>> start
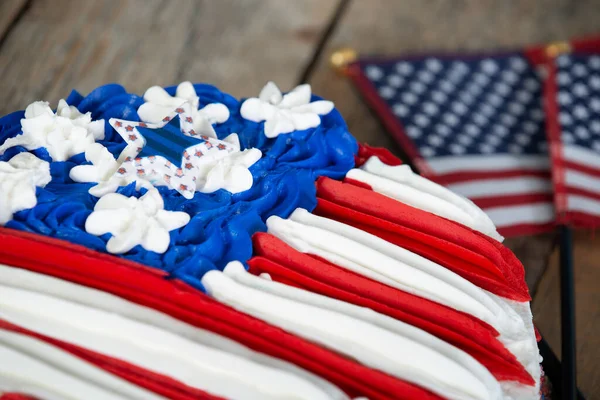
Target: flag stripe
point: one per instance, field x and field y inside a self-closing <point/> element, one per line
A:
<point x="583" y="204"/>
<point x="528" y="213"/>
<point x="573" y="108"/>
<point x="445" y="165"/>
<point x="583" y="181"/>
<point x="502" y="187"/>
<point x="582" y="156"/>
<point x="472" y="123"/>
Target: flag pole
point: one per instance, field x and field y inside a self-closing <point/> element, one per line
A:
<point x="567" y="314"/>
<point x="567" y="283"/>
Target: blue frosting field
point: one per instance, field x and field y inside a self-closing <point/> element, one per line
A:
<point x="221" y="223"/>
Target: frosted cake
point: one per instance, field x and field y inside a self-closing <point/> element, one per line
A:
<point x="187" y="244"/>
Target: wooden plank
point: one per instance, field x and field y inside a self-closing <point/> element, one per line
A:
<point x="235" y="45"/>
<point x="380" y="27"/>
<point x="9" y="9"/>
<point x="546" y="309"/>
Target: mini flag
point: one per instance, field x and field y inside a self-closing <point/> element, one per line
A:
<point x="573" y="110"/>
<point x="472" y="123"/>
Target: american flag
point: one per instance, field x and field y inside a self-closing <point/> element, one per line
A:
<point x="475" y="124"/>
<point x="573" y="108"/>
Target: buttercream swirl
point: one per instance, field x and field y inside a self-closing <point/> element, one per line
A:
<point x="221" y="223"/>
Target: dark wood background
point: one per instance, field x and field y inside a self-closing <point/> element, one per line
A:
<point x="48" y="47"/>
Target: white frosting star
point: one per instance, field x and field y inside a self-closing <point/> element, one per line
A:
<point x="18" y="180"/>
<point x="215" y="170"/>
<point x="230" y="173"/>
<point x="134" y="221"/>
<point x="160" y="104"/>
<point x="285" y="113"/>
<point x="103" y="171"/>
<point x="64" y="134"/>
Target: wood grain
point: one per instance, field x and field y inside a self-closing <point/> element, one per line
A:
<point x="386" y="27"/>
<point x="236" y="45"/>
<point x="546" y="310"/>
<point x="9" y="9"/>
<point x="383" y="27"/>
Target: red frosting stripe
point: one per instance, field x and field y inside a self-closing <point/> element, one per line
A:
<point x="148" y="287"/>
<point x="470" y="254"/>
<point x="475" y="337"/>
<point x="157" y="383"/>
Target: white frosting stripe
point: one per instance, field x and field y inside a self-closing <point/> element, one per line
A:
<point x="373" y="257"/>
<point x="31" y="281"/>
<point x="151" y="348"/>
<point x="48" y="372"/>
<point x="401" y="183"/>
<point x="444" y="350"/>
<point x="362" y="258"/>
<point x="390" y="352"/>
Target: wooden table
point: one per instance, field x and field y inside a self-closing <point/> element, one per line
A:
<point x="48" y="47"/>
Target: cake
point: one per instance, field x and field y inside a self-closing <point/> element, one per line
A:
<point x="189" y="245"/>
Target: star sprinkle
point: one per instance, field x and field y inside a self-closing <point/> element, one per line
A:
<point x="134" y="221"/>
<point x="160" y="104"/>
<point x="285" y="113"/>
<point x="170" y="153"/>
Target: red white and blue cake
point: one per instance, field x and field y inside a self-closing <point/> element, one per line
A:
<point x="190" y="245"/>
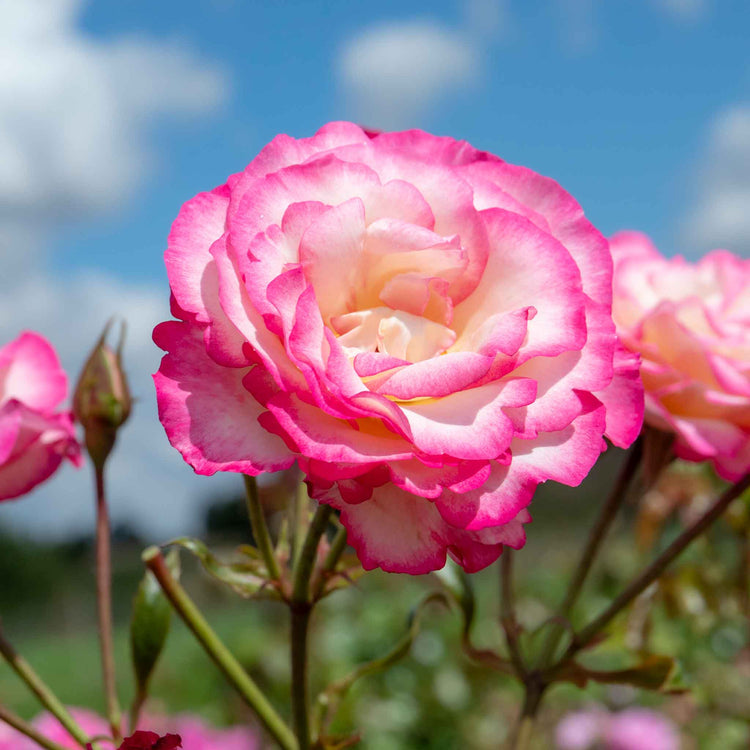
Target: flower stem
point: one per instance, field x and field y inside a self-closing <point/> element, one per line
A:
<point x="657" y="567"/>
<point x="104" y="603"/>
<point x="594" y="542"/>
<point x="46" y="697"/>
<point x="25" y="728"/>
<point x="507" y="612"/>
<point x="300" y="605"/>
<point x="260" y="528"/>
<point x="338" y="545"/>
<point x="220" y="654"/>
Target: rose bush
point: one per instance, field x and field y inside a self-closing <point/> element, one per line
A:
<point x="691" y="325"/>
<point x="631" y="729"/>
<point x="423" y="327"/>
<point x="34" y="438"/>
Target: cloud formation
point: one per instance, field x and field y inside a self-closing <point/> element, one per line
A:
<point x="76" y="113"/>
<point x="720" y="216"/>
<point x="395" y="73"/>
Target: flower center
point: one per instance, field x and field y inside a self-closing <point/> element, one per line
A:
<point x="397" y="333"/>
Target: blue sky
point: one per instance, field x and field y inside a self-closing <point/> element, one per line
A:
<point x="114" y="113"/>
<point x="616" y="100"/>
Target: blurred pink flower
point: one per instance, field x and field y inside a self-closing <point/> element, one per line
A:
<point x="424" y="328"/>
<point x="632" y="729"/>
<point x="91" y="723"/>
<point x="196" y="734"/>
<point x="691" y="325"/>
<point x="34" y="438"/>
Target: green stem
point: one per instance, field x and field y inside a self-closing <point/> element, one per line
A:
<point x="300" y="519"/>
<point x="24" y="728"/>
<point x="657" y="567"/>
<point x="218" y="652"/>
<point x="260" y="528"/>
<point x="104" y="603"/>
<point x="594" y="542"/>
<point x="507" y="612"/>
<point x="46" y="697"/>
<point x="338" y="545"/>
<point x="300" y="605"/>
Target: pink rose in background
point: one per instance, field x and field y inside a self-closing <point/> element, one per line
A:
<point x="691" y="325"/>
<point x="424" y="328"/>
<point x="631" y="729"/>
<point x="195" y="733"/>
<point x="34" y="438"/>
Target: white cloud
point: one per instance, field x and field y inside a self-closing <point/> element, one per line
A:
<point x="75" y="111"/>
<point x="720" y="216"/>
<point x="75" y="119"/>
<point x="394" y="73"/>
<point x="579" y="30"/>
<point x="683" y="10"/>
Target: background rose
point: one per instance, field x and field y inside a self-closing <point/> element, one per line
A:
<point x="33" y="438"/>
<point x="631" y="729"/>
<point x="691" y="325"/>
<point x="423" y="327"/>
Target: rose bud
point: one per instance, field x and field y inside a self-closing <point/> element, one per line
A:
<point x="151" y="741"/>
<point x="101" y="402"/>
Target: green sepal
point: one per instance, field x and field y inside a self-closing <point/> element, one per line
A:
<point x="656" y="673"/>
<point x="246" y="574"/>
<point x="149" y="624"/>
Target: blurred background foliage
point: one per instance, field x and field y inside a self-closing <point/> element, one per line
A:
<point x="434" y="697"/>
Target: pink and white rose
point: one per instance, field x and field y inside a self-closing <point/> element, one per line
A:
<point x="690" y="323"/>
<point x="423" y="327"/>
<point x="632" y="729"/>
<point x="34" y="437"/>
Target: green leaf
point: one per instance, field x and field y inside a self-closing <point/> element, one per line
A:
<point x="246" y="575"/>
<point x="458" y="584"/>
<point x="149" y="624"/>
<point x="653" y="673"/>
<point x="330" y="699"/>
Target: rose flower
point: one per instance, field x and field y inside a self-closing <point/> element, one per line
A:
<point x="424" y="328"/>
<point x="34" y="438"/>
<point x="691" y="325"/>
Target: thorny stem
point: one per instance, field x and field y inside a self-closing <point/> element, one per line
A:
<point x="45" y="695"/>
<point x="507" y="612"/>
<point x="533" y="692"/>
<point x="260" y="528"/>
<point x="25" y="728"/>
<point x="104" y="603"/>
<point x="300" y="605"/>
<point x="657" y="567"/>
<point x="220" y="654"/>
<point x="593" y="545"/>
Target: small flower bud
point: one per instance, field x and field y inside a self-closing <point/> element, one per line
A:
<point x="101" y="402"/>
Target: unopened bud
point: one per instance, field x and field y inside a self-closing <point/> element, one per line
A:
<point x="101" y="402"/>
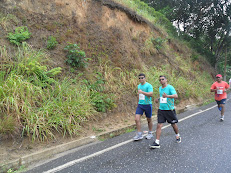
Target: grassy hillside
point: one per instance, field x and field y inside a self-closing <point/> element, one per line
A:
<point x="60" y="69"/>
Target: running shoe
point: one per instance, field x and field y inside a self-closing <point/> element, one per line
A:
<point x="155" y="145"/>
<point x="149" y="136"/>
<point x="178" y="140"/>
<point x="222" y="118"/>
<point x="138" y="137"/>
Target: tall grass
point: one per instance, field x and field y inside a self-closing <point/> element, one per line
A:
<point x="39" y="112"/>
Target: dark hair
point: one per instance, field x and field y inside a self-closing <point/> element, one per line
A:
<point x="142" y="74"/>
<point x="163" y="76"/>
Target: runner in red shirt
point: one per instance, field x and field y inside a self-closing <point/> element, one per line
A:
<point x="220" y="87"/>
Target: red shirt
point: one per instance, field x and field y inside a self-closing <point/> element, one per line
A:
<point x="221" y="86"/>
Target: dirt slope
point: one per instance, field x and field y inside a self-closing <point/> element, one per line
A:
<point x="101" y="28"/>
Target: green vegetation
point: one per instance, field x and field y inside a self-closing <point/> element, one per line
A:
<point x="75" y="57"/>
<point x="51" y="42"/>
<point x="21" y="34"/>
<point x="39" y="101"/>
<point x="158" y="42"/>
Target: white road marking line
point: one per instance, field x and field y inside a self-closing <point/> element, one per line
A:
<point x="59" y="168"/>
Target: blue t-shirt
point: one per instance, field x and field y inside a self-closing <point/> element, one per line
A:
<point x="145" y="100"/>
<point x="169" y="90"/>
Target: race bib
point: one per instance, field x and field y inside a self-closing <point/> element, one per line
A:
<point x="219" y="91"/>
<point x="141" y="97"/>
<point x="163" y="100"/>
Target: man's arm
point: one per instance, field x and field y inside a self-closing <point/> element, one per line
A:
<point x="149" y="94"/>
<point x="174" y="96"/>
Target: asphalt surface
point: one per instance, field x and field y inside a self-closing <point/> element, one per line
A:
<point x="205" y="148"/>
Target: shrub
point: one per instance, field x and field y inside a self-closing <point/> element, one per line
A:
<point x="51" y="42"/>
<point x="21" y="34"/>
<point x="75" y="57"/>
<point x="158" y="42"/>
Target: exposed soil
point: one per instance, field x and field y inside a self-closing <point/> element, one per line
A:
<point x="98" y="26"/>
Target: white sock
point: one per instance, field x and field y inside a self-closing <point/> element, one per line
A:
<point x="157" y="141"/>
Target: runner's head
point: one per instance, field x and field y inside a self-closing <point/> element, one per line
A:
<point x="142" y="78"/>
<point x="219" y="77"/>
<point x="163" y="80"/>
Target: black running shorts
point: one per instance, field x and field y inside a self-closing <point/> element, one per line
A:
<point x="167" y="115"/>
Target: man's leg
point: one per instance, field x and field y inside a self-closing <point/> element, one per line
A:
<point x="158" y="130"/>
<point x="138" y="127"/>
<point x="138" y="123"/>
<point x="222" y="111"/>
<point x="176" y="130"/>
<point x="149" y="124"/>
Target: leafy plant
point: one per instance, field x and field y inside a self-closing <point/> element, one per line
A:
<point x="21" y="33"/>
<point x="101" y="101"/>
<point x="158" y="42"/>
<point x="75" y="56"/>
<point x="51" y="42"/>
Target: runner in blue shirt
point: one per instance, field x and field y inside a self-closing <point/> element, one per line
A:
<point x="145" y="92"/>
<point x="166" y="111"/>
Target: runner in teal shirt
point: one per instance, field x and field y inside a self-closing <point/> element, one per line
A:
<point x="145" y="100"/>
<point x="169" y="90"/>
<point x="145" y="93"/>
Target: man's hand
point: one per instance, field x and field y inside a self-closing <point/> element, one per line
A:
<point x="164" y="95"/>
<point x="140" y="92"/>
<point x="156" y="100"/>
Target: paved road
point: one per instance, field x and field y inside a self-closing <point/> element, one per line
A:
<point x="205" y="148"/>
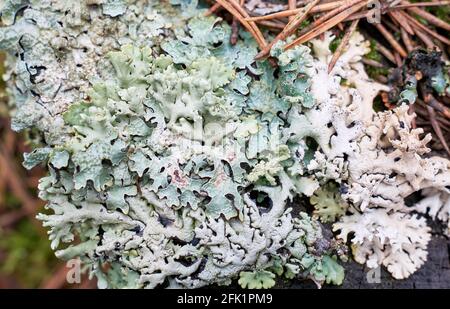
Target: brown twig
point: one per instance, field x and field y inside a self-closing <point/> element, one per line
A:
<point x="418" y="4"/>
<point x="292" y="5"/>
<point x="318" y="28"/>
<point x="423" y="28"/>
<point x="288" y="29"/>
<point x="318" y="9"/>
<point x="271" y="24"/>
<point x="235" y="27"/>
<point x="231" y="7"/>
<point x="430" y="18"/>
<point x="437" y="128"/>
<point x="406" y="40"/>
<point x="402" y="22"/>
<point x="342" y="45"/>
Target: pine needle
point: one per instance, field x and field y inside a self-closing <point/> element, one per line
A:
<point x="342" y="45"/>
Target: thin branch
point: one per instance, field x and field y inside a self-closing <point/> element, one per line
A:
<point x="418" y="4"/>
<point x="318" y="9"/>
<point x="406" y="40"/>
<point x="344" y="13"/>
<point x="250" y="26"/>
<point x="422" y="27"/>
<point x="342" y="45"/>
<point x="271" y="24"/>
<point x="292" y="5"/>
<point x="430" y="18"/>
<point x="402" y="22"/>
<point x="289" y="29"/>
<point x="437" y="128"/>
<point x="235" y="28"/>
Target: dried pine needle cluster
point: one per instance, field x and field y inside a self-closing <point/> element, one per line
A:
<point x="177" y="144"/>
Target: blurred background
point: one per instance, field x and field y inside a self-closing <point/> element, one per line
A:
<point x="26" y="260"/>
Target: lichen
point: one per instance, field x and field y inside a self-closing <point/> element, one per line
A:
<point x="174" y="157"/>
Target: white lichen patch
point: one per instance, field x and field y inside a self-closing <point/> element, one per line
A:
<point x="175" y="158"/>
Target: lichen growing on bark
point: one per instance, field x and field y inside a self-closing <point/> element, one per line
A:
<point x="174" y="157"/>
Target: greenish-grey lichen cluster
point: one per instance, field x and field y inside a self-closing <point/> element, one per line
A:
<point x="175" y="158"/>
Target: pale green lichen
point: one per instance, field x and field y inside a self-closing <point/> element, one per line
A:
<point x="327" y="202"/>
<point x="156" y="165"/>
<point x="174" y="157"/>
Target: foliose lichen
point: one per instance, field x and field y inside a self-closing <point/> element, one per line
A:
<point x="174" y="157"/>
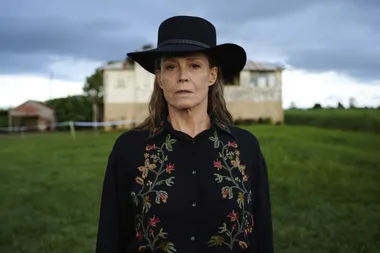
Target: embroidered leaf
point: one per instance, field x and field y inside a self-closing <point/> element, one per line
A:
<point x="223" y="228"/>
<point x="162" y="234"/>
<point x="146" y="207"/>
<point x="168" y="247"/>
<point x="227" y="191"/>
<point x="161" y="196"/>
<point x="216" y="240"/>
<point x="240" y="200"/>
<point x="169" y="181"/>
<point x="249" y="198"/>
<point x="135" y="198"/>
<point x="229" y="179"/>
<point x="215" y="139"/>
<point x="219" y="178"/>
<point x="168" y="147"/>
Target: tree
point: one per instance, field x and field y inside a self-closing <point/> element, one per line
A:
<point x="94" y="89"/>
<point x="340" y="106"/>
<point x="352" y="102"/>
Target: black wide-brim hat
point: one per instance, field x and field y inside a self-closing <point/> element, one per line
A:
<point x="188" y="34"/>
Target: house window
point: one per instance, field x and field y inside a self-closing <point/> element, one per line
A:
<point x="120" y="84"/>
<point x="271" y="80"/>
<point x="262" y="80"/>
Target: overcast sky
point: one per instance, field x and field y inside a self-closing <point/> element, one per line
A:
<point x="332" y="47"/>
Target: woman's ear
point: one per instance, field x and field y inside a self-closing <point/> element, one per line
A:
<point x="213" y="75"/>
<point x="158" y="78"/>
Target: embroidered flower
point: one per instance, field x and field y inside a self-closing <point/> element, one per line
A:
<point x="169" y="168"/>
<point x="151" y="236"/>
<point x="232" y="144"/>
<point x="153" y="221"/>
<point x="218" y="164"/>
<point x="240" y="221"/>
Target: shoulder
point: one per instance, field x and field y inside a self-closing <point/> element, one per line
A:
<point x="130" y="139"/>
<point x="245" y="136"/>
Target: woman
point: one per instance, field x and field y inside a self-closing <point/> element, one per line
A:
<point x="186" y="180"/>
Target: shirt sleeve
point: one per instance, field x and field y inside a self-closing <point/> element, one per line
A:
<point x="114" y="228"/>
<point x="262" y="209"/>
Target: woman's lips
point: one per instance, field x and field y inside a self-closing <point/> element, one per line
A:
<point x="183" y="92"/>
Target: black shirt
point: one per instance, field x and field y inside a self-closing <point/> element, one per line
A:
<point x="167" y="192"/>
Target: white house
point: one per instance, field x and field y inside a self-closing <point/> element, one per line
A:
<point x="255" y="94"/>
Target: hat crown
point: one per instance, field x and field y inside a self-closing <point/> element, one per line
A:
<point x="187" y="28"/>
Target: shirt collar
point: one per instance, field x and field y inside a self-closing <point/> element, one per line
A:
<point x="165" y="126"/>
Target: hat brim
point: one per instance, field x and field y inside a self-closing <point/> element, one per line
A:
<point x="230" y="57"/>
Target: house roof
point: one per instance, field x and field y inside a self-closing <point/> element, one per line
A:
<point x="261" y="66"/>
<point x="31" y="108"/>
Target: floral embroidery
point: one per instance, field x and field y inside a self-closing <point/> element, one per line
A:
<point x="150" y="235"/>
<point x="238" y="222"/>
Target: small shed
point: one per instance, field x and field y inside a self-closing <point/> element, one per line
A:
<point x="33" y="116"/>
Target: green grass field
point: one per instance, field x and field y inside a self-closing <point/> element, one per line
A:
<point x="363" y="120"/>
<point x="325" y="187"/>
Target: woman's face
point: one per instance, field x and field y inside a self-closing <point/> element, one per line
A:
<point x="185" y="80"/>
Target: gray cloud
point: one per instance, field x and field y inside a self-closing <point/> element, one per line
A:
<point x="319" y="35"/>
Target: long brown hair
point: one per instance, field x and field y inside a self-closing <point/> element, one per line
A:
<point x="158" y="107"/>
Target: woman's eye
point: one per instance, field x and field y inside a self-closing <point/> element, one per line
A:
<point x="169" y="67"/>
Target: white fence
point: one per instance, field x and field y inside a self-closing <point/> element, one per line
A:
<point x="70" y="124"/>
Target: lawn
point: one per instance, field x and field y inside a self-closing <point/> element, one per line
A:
<point x="355" y="119"/>
<point x="324" y="185"/>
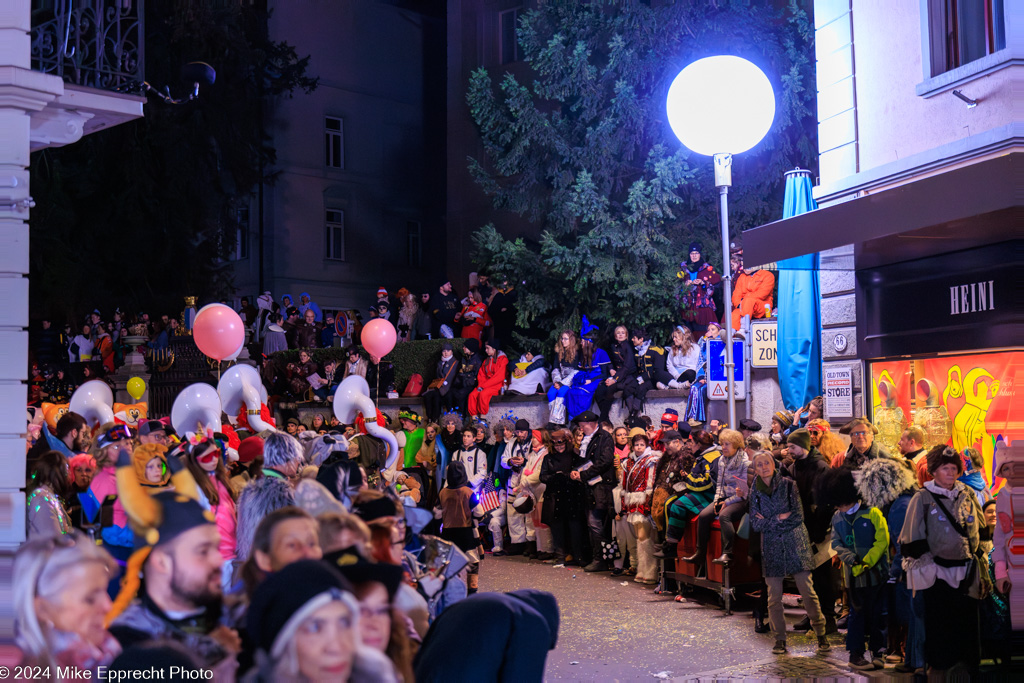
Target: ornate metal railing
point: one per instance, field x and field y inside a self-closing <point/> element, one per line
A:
<point x="95" y="43"/>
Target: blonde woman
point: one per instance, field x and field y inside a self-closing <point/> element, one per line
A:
<point x="681" y="358"/>
<point x="60" y="600"/>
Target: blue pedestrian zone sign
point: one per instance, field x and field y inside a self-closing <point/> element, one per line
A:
<point x="717" y="381"/>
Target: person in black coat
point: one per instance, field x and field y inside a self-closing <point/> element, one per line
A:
<point x="598" y="472"/>
<point x="624" y="369"/>
<point x="465" y="380"/>
<point x="439" y="396"/>
<point x="511" y="634"/>
<point x="806" y="466"/>
<point x="564" y="500"/>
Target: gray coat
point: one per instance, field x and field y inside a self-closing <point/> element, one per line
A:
<point x="785" y="548"/>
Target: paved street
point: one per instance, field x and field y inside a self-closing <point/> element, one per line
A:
<point x="610" y="632"/>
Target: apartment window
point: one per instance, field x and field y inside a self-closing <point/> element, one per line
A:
<point x="242" y="233"/>
<point x="965" y="31"/>
<point x="509" y="46"/>
<point x="414" y="241"/>
<point x="334" y="142"/>
<point x="335" y="229"/>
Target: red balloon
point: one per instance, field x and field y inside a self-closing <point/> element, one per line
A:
<point x="378" y="337"/>
<point x="218" y="331"/>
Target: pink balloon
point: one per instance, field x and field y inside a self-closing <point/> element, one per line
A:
<point x="218" y="331"/>
<point x="378" y="337"/>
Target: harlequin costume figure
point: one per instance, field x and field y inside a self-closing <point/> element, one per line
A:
<point x="489" y="378"/>
<point x="752" y="290"/>
<point x="698" y="307"/>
>> end
TASK TO COMPLETE:
Print once more, exactly, the lines from the one with "Target: lawn" through the last line of the data, both ends included, without any pictures.

EXPECTED ANSWER:
Target: lawn
point: one per instance, field x and field y inside a self-closing <point/> element, one per line
A:
<point x="355" y="119"/>
<point x="324" y="185"/>
Target: ornate metal railing
point: one per instance, field x and field y inside a self-closing <point/> element, one per line
A:
<point x="95" y="43"/>
Target: blonde woman
point: one per instance, field x and field y inside a self-closing <point/> element, one per line
A:
<point x="681" y="358"/>
<point x="60" y="600"/>
Target: blue pedestrian zone sign
point: one per instance, field x and field y inside a self-closing <point/> element, one per line
A:
<point x="717" y="381"/>
Target: person in black coat
point: one per instance, field x and field y inside a self-closing <point/> element, one per line
A:
<point x="598" y="472"/>
<point x="624" y="369"/>
<point x="465" y="380"/>
<point x="439" y="396"/>
<point x="511" y="634"/>
<point x="806" y="466"/>
<point x="564" y="500"/>
Target: gray coat
point: one per instance, field x and field y inside a self-closing <point/> element, one per line
A:
<point x="785" y="548"/>
Target: paved street
point: one per instance, field x and field y inside a self-closing <point/> element, one per line
A:
<point x="610" y="632"/>
Target: apartment window
point: one per instance, field x and field y inside a self-closing <point/> element, one per line
A:
<point x="242" y="233"/>
<point x="965" y="31"/>
<point x="509" y="46"/>
<point x="414" y="241"/>
<point x="334" y="142"/>
<point x="335" y="229"/>
Target: red balloon
point: one per instance, field x and field y inside a self-closing <point/> element, one per line
A:
<point x="378" y="337"/>
<point x="218" y="331"/>
Target: pink balloon
point: one per instance, field x and field y inside a self-closing <point/> element, one per line
A:
<point x="218" y="331"/>
<point x="378" y="337"/>
Target: harlequin costume figure
point: one per instance, field x and field y inside a self-closing <point/> element, one per line
A:
<point x="489" y="378"/>
<point x="752" y="290"/>
<point x="698" y="307"/>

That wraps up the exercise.